----- DATA RECORDS
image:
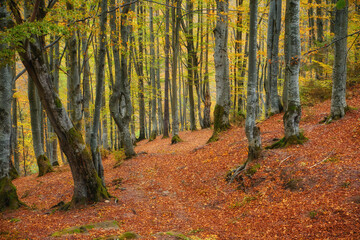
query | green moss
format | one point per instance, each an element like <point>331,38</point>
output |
<point>219,125</point>
<point>58,102</point>
<point>8,195</point>
<point>253,169</point>
<point>152,136</point>
<point>128,235</point>
<point>44,165</point>
<point>285,142</point>
<point>176,139</point>
<point>75,136</point>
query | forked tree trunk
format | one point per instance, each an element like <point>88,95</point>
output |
<point>338,99</point>
<point>176,15</point>
<point>167,72</point>
<point>35,111</point>
<point>292,60</point>
<point>222,108</point>
<point>273,104</point>
<point>8,195</point>
<point>252,131</point>
<point>120,100</point>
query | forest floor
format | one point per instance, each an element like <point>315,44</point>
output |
<point>309,191</point>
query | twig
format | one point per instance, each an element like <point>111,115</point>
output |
<point>285,159</point>
<point>323,159</point>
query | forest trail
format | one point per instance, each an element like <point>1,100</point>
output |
<point>309,191</point>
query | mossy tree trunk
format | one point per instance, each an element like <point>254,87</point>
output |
<point>8,195</point>
<point>222,108</point>
<point>176,18</point>
<point>273,104</point>
<point>120,100</point>
<point>154,126</point>
<point>100,78</point>
<point>43,162</point>
<point>167,72</point>
<point>292,60</point>
<point>338,99</point>
<point>88,187</point>
<point>252,131</point>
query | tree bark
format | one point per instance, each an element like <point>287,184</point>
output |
<point>222,108</point>
<point>167,72</point>
<point>252,131</point>
<point>273,104</point>
<point>176,16</point>
<point>154,129</point>
<point>292,69</point>
<point>338,99</point>
<point>100,77</point>
<point>8,195</point>
<point>120,100</point>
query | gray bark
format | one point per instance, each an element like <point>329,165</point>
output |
<point>120,100</point>
<point>100,77</point>
<point>8,195</point>
<point>222,108</point>
<point>176,16</point>
<point>252,131</point>
<point>273,104</point>
<point>292,69</point>
<point>338,99</point>
<point>167,72</point>
<point>75,96</point>
<point>154,125</point>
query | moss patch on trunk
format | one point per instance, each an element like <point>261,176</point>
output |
<point>285,142</point>
<point>8,195</point>
<point>44,165</point>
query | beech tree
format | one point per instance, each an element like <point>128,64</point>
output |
<point>273,104</point>
<point>87,184</point>
<point>222,107</point>
<point>252,131</point>
<point>338,99</point>
<point>8,195</point>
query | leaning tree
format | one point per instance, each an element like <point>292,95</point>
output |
<point>31,47</point>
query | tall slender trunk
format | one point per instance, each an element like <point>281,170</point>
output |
<point>252,131</point>
<point>100,77</point>
<point>338,98</point>
<point>222,108</point>
<point>176,16</point>
<point>120,100</point>
<point>75,96</point>
<point>292,60</point>
<point>273,104</point>
<point>154,128</point>
<point>167,72</point>
<point>8,195</point>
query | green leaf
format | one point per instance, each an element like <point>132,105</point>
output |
<point>340,4</point>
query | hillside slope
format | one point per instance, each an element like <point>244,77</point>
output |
<point>309,191</point>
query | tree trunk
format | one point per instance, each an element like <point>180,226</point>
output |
<point>167,73</point>
<point>75,98</point>
<point>338,99</point>
<point>222,108</point>
<point>176,16</point>
<point>100,77</point>
<point>140,73</point>
<point>292,60</point>
<point>154,128</point>
<point>35,113</point>
<point>273,104</point>
<point>252,131</point>
<point>8,195</point>
<point>120,100</point>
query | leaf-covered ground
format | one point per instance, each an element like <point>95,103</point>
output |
----------
*YOUR ASSIGNMENT*: Your answer should consist of the lines from the line with "query | tree trunk" to the line with "element like <point>180,226</point>" above, repeated exactly, both ends included.

*TASK RESULT*:
query | tree trunk
format | one point per instance, each an element like <point>180,226</point>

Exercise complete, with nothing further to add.